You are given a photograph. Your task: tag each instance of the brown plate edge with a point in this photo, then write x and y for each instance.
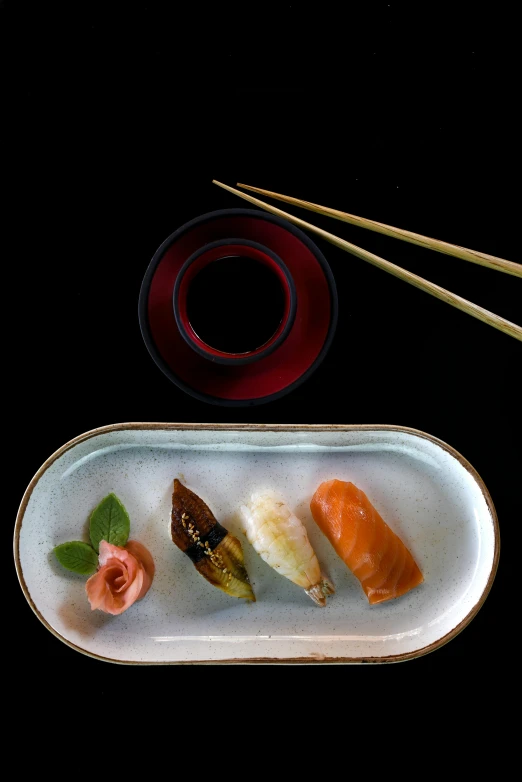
(274, 428)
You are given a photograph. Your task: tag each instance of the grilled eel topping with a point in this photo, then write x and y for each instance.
(216, 554)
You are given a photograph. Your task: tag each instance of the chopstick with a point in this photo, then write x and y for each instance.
(491, 261)
(419, 282)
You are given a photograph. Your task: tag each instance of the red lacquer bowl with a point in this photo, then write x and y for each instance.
(273, 375)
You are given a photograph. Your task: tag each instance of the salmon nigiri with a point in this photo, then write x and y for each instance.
(363, 540)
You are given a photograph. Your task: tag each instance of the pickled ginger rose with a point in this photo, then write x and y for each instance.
(124, 575)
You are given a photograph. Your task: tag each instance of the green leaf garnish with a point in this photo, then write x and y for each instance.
(77, 556)
(109, 521)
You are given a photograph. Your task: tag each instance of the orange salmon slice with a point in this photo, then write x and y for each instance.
(367, 545)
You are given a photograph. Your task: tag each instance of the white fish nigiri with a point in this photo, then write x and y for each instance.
(281, 540)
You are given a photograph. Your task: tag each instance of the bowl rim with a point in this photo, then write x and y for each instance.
(149, 274)
(271, 344)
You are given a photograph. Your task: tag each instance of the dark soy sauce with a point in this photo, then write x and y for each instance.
(235, 304)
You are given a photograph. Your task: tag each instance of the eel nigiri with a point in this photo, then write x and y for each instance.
(281, 540)
(360, 536)
(215, 552)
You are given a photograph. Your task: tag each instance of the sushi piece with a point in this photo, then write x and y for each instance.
(281, 540)
(360, 536)
(216, 554)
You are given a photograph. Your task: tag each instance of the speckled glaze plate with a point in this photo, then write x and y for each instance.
(426, 491)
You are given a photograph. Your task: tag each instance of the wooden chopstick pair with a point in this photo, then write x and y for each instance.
(419, 282)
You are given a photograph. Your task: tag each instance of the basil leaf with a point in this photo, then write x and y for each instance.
(109, 521)
(77, 556)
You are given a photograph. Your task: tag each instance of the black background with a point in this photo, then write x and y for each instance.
(116, 125)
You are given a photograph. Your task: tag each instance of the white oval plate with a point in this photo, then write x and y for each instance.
(426, 491)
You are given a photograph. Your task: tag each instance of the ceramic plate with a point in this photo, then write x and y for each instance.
(426, 491)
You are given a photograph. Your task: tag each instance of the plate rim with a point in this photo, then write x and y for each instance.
(173, 426)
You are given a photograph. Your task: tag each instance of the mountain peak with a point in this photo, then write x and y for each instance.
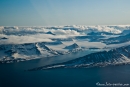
(73, 46)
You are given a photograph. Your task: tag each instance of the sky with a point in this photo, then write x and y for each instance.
(64, 12)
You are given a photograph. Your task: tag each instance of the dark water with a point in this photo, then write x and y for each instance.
(13, 75)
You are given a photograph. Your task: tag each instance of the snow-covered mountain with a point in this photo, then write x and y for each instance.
(113, 57)
(25, 43)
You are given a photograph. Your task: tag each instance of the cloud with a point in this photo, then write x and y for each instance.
(65, 32)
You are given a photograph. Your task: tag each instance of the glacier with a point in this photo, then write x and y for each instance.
(21, 43)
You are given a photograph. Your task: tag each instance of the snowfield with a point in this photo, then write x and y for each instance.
(26, 43)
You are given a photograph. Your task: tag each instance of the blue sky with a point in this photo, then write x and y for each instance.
(64, 12)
┄┄┄┄┄┄┄┄┄┄┄┄┄┄┄┄┄┄┄┄
Challenge — Reproduce all of the records above, changing every occurrence of "photograph" to "image" and keeping everything else the same. Omit the pictures from your output.

Correct result —
You are given a image. Your task: tag each instance of the brown plate edge with a point in this photo, then write x and y for each instance.
(274, 428)
You are given a image. Your task: tag each instance of the grilled eel topping with a point in this photo, then write x and y for each instance.
(216, 554)
You are given a image. Your task: tag each instance of the chopstick with a point in this photo, then write x and y for each instance.
(491, 261)
(419, 282)
You are given a image. Your task: tag each instance of the red lacquer bowl with a point in this photo, then write x and y for each instance.
(273, 375)
You are given a image. Your task: tag each instance of the salmon nigiri with a point in this photo, then write x and y for each instance.
(363, 540)
You are given a image. Your task: tag each instance of the pickled ginger rose with a point in this photo, then write x and y for each instance.
(124, 575)
You are given a image. Your task: tag each instance of the green leaf garnish with a point in this photo, then write x and y for each instance.
(77, 556)
(109, 521)
You are given a image. Your task: tag each instance of the orange salmon slice with a point in this photo, then write x and y for each instance.
(367, 545)
You are given a image. Your task: tag each instance of the white fish nigiri with a point in this photo, then write x and y for each instance.
(281, 540)
You are given a image. Your task: tag each instance of the bowl rim with a point in this photo, then write x and y for each instance.
(149, 274)
(271, 344)
You are given a image. Your task: tag each instance of the dark soy sauce with a point in this photo, then write x and y for each instance.
(235, 304)
You are given a image. Your task: tag each instance of the eel nigiri with a point in this photo, then write x and y for each instance.
(281, 540)
(360, 536)
(215, 552)
You are given a image. Your task: tag each instance of the sushi piece with a point in this photo, then write x and y for each instance.
(281, 540)
(360, 536)
(216, 554)
You are given a image. Your task: tag each instance of the speckled glaze plate with a point in this photo, then write x and y for each instance.
(426, 491)
You are given a image. Your task: tag each instance of the wooden chopstick pair with a point in this photo, then write x and y for each instance.
(419, 282)
You are given a image. Your task: tag each instance of the basil leaf with a point in this photo, then write x and y for each instance.
(109, 521)
(77, 556)
You are given a image. Your task: tag each instance of the black background with a point in this photo, then write x and y for each instance.
(116, 125)
You are given a image. Your task: tag each instance of the white oval plate with a point in this photo, then write x and y for each instance.
(426, 491)
You are given a image. Your task: tag each instance of the ceramic plate with a point in this photo, then write x and y for each instance.
(426, 491)
You are given a image. Your task: tag each instance of the plate rim with a point in this photo, then write x and y for each instance.
(173, 426)
You are given a image. Your task: tag each instance of the mountain peak with a point in this photo, then write x and y for each instance.
(73, 46)
You are given a image. Your task: tag each instance of the sky with a point in this photo, then write x and y for each instance.
(64, 12)
You are given a image. Your task: tag each instance of the dark water with a point in this photo, then write x and y for each instance.
(13, 75)
You are given a image. Your task: tag each instance of the snow-covered mountain with a point in this photo, then write x and y for each instance.
(113, 57)
(25, 43)
You are given a image. Your task: tag each instance of the cloud with a point in this photo, then write x and y for each instance.
(65, 32)
You are given a image. Your task: tag each instance of the glacier with a point in this photo, then write x and y for each instance.
(21, 43)
You are given a image. Your task: tag each instance of the snowfield with a point in this photo, then write x and y for each instance.
(26, 43)
You are given a image. Your task: tag each instance of the blue sky with a point in this photo, then write x and y for each instance.
(64, 12)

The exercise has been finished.